:: Aim of the task ::
Extract each line of the listing below that contains the string "railroad", copying it unchanged.

:: Listing ::
========================================

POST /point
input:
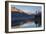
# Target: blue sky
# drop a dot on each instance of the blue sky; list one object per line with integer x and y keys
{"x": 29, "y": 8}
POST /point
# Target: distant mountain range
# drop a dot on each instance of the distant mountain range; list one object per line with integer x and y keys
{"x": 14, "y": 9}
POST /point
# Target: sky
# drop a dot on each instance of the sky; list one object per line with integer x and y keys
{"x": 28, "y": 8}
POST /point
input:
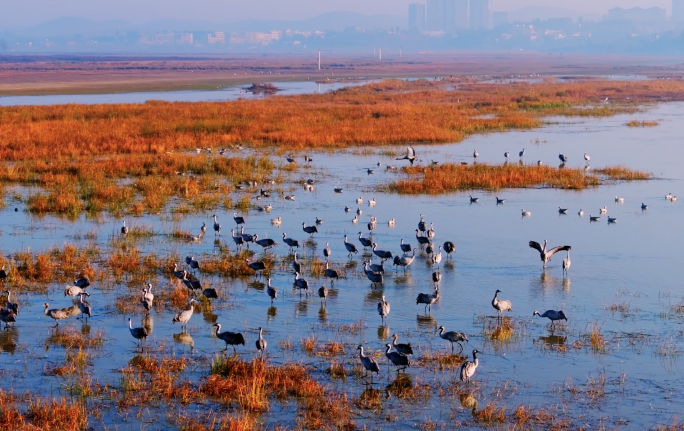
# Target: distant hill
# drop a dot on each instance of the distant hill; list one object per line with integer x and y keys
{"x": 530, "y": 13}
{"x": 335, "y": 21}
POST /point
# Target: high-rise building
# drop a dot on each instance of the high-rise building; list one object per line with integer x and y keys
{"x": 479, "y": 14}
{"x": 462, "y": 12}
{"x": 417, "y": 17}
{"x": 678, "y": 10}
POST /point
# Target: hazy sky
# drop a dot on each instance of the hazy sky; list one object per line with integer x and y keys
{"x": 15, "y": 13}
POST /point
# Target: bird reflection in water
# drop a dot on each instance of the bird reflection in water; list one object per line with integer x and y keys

========================================

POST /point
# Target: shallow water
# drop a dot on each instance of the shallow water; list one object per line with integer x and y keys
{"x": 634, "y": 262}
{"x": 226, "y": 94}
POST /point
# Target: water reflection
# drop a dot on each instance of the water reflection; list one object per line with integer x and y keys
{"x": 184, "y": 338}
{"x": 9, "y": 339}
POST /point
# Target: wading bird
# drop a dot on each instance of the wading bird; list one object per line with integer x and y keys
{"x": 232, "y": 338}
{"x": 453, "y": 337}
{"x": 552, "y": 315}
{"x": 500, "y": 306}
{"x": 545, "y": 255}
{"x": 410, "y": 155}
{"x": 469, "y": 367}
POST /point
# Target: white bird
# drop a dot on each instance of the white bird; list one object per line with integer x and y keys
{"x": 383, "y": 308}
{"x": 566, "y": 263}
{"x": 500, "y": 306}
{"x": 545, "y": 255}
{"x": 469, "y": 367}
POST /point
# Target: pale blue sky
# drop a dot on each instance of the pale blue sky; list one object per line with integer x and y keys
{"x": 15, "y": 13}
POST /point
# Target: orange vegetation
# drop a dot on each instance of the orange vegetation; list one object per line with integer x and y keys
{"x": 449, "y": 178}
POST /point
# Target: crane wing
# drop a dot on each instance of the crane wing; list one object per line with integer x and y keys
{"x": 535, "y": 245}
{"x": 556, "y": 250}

========================================

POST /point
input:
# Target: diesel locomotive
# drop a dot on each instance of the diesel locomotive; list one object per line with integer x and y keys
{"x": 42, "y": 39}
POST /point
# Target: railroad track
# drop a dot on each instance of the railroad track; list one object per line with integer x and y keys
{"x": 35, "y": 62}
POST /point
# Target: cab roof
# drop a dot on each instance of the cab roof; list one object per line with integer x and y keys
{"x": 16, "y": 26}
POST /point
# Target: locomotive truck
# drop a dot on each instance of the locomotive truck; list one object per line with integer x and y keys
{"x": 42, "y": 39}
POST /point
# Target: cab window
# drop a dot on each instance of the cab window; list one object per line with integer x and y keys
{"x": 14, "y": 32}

========================================

:: Solution for this problem ::
# Target: railroad track
# drop a dot on each instance of the railroad track; list one object per line with integer x and y keys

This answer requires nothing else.